* _Stated goal_: Carry every line of the records below over into your reply, including the requests, and add 14 to each bounding box coordinate in the answers. Leave out the pictures.

--- START OF Material for this task ---

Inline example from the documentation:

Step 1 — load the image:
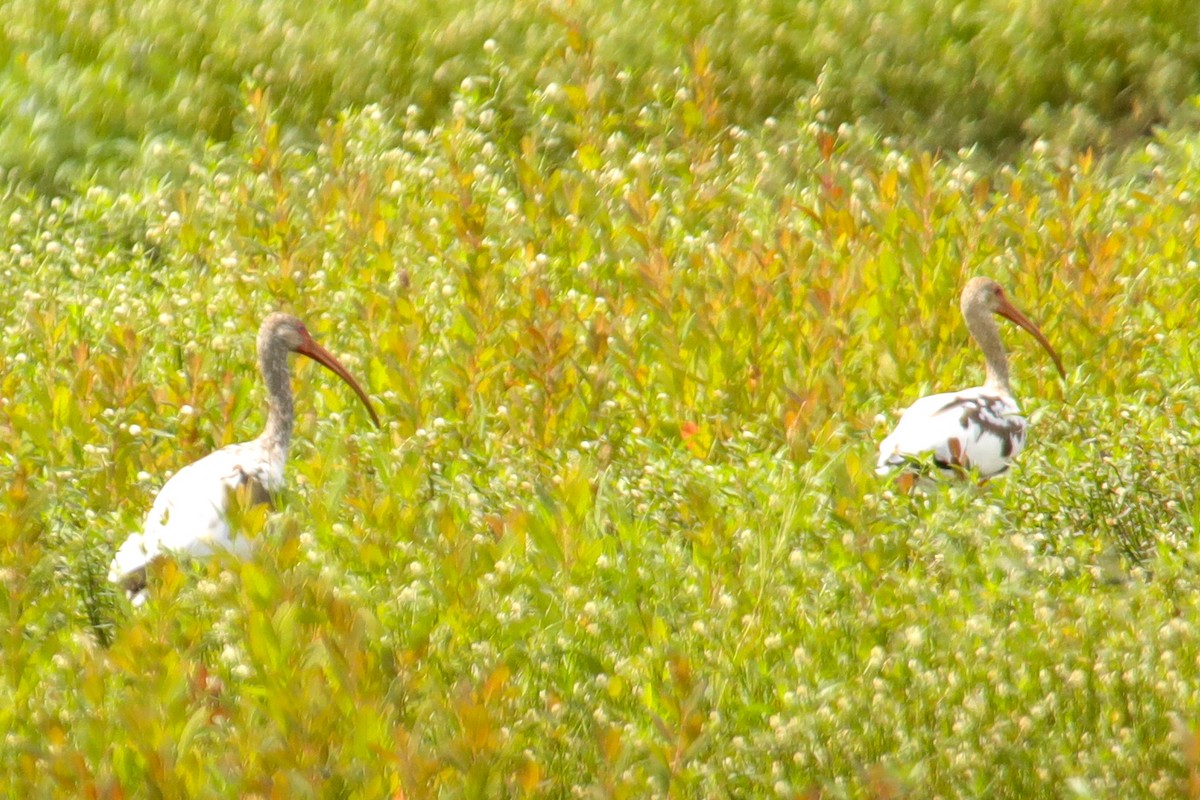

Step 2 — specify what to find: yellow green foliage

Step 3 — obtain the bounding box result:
[0,15,1200,798]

--- END OF Material for this task ---

* _Task output_:
Inline example from the documentation:

Step 1 — load the image:

Step 2 — specify what to find: yellow green foliage

Step 3 — obtain the bounding box result:
[14,29,1214,812]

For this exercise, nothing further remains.